Problem to work on:
Rewrite every line of the data from the line containing "I need to find the car" through the end, requests included. Shift each coordinate in the answers up by 71.

Record list:
****************
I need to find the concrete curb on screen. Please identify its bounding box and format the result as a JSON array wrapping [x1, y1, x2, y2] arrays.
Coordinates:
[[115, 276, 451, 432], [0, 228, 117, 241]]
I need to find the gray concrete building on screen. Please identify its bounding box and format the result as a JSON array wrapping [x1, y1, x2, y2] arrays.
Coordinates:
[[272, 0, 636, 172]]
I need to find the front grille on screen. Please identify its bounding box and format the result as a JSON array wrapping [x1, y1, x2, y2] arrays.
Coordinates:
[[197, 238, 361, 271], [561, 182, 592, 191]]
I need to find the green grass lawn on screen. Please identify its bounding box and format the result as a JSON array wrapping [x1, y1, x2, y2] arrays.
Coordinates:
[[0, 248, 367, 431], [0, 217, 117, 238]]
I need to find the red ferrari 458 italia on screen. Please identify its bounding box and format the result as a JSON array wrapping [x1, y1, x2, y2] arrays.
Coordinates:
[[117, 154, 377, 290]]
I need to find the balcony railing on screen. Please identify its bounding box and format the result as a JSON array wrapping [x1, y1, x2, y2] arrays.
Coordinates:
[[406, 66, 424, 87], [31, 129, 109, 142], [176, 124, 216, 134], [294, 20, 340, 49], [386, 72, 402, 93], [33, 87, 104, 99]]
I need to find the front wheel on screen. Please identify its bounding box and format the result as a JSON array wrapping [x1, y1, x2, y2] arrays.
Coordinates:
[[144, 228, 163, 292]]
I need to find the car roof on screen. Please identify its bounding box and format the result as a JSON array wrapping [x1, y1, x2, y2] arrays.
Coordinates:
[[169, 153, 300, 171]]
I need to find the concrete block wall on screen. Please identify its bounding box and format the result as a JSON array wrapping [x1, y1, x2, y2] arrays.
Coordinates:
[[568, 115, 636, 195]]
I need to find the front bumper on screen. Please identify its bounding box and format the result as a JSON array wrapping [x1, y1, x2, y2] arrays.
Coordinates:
****************
The solution:
I need to find the car roof on screen. Please identify its bounding box and format the result as a JSON array wrapping [x1, y1, x2, y2] arrays.
Coordinates:
[[240, 224, 371, 242]]
I need to find the concrete block wall on screen. Please identify its bounding box and format the result as a JSON array wrapping [x1, y1, x2, y2] arrays.
Coordinates:
[[639, 186, 707, 266]]
I need to find the front bumper on screen. Please identify its bounding box and format the result as a JSON array wrapping [x1, y1, x2, y2] arrays.
Coordinates:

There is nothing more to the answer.